Record set.
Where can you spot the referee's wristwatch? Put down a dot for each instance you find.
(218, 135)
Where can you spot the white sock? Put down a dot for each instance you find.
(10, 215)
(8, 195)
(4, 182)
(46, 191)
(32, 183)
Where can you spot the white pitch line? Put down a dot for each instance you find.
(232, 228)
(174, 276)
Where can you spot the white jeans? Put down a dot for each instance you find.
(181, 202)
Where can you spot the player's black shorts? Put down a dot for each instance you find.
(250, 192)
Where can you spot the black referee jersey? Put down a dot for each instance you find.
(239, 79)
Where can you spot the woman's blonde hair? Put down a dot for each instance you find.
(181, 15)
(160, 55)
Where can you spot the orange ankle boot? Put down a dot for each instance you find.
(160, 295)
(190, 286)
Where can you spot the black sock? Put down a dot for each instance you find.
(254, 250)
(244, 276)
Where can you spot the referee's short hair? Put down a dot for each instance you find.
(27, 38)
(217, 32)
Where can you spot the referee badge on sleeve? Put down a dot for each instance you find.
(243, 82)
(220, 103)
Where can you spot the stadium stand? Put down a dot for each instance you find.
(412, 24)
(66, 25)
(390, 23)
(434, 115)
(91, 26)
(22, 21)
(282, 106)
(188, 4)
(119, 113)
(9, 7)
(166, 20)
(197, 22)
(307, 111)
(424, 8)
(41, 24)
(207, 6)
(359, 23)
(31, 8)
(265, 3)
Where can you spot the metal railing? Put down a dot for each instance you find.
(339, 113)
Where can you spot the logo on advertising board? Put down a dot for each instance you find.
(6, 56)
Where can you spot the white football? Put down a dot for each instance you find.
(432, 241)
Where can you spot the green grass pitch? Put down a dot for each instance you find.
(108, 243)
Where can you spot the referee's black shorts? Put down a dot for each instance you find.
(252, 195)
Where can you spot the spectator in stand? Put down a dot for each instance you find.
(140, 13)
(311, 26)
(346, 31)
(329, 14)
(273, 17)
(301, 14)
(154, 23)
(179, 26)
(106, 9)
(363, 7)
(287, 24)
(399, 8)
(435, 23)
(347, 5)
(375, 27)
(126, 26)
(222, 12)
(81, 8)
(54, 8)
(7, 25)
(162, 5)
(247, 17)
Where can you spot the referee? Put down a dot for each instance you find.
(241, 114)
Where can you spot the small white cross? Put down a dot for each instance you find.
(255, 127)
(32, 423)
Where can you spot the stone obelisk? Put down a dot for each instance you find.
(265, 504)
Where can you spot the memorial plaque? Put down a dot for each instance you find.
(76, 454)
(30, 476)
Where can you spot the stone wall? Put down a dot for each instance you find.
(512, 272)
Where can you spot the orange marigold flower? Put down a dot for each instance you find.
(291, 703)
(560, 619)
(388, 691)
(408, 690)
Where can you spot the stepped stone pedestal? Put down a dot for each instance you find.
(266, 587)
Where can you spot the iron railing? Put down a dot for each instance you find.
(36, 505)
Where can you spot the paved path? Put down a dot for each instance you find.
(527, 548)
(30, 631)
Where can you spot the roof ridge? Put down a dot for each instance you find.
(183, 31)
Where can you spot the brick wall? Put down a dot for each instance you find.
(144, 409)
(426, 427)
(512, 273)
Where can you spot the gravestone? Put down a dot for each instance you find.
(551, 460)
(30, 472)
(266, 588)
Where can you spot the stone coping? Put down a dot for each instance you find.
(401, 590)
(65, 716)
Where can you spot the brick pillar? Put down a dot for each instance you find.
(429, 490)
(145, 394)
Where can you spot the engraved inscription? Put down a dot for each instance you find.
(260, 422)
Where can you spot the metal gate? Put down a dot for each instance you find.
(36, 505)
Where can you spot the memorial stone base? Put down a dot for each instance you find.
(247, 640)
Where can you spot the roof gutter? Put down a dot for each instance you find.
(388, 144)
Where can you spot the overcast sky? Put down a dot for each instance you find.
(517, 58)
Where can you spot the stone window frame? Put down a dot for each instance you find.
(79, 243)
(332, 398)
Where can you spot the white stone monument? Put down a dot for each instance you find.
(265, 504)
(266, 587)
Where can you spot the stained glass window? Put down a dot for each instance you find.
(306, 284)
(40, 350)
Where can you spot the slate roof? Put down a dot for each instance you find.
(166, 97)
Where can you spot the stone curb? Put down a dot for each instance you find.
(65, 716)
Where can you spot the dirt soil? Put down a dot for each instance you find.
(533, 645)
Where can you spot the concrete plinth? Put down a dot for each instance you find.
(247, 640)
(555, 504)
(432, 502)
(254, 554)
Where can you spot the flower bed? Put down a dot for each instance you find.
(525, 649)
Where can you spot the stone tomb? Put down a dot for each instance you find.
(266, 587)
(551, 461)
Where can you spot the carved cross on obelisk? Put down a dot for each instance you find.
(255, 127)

Problem description.
Repeat the records from the line with "Where can you spot the paved" up to and including the last line, and switch every "brick" to "masonry" while leaving everything else unchanged.

Reply.
Where can you spot the paved path? Put down a dot for each instance you find.
(527, 548)
(30, 631)
Where can you spot the roof ridge? Put down a dot for each instance you find.
(183, 31)
Where can you spot the masonry wall? Put down a dot for each instance you find.
(144, 409)
(426, 427)
(512, 273)
Where can you spot the gravestone? Put down a dot for each instance you find.
(551, 460)
(30, 472)
(266, 588)
Where can you spot the stone coping? Put down a dot for each instance you find.
(401, 590)
(65, 716)
Where can you spot the masonry pillar? Put down a dot for each instance you find.
(429, 490)
(145, 394)
Where can you spot the engraved inscription? Put down a dot for each instance you find.
(260, 422)
Where can you spot the metal gate? Put down a dot for each instance you find.
(36, 505)
Where can you spot the memorial stone base? Put down a dot for each instance you find.
(247, 640)
Where can you spot the roof gutter? Put down a dot for each instance you find.
(388, 144)
Where can you spot the overcast sky? Put down a dot for each instance you find.
(517, 58)
Where can you spot the stone window frame? Put down a dot for each instance you find.
(79, 243)
(332, 398)
Where can you spot the white stone monument? Put down a dot for each instance you find.
(265, 504)
(266, 587)
Where can you spot the stained glass window? Put down a dot for each instance you find.
(306, 284)
(40, 350)
Where can you spot the slate roof? Put down a dot for each instance you find.
(166, 97)
Where can you spot the stone curb? Put down a dot for each instance you find.
(65, 716)
Where can you spot the dirt soil? Put down a dot for each instance you find.
(533, 645)
Where can you spot the concrete plinth? Put down a dot for each instance you find.
(247, 640)
(555, 504)
(432, 502)
(254, 554)
Where can you spot the flower bed? Put down a dot for each instance you find.
(525, 649)
Where can you spot the stone tomb? Put down a dot for each instance you find.
(266, 587)
(551, 461)
Where can you spot the carved cross on obelisk? Put down a dot for each instance you find.
(255, 127)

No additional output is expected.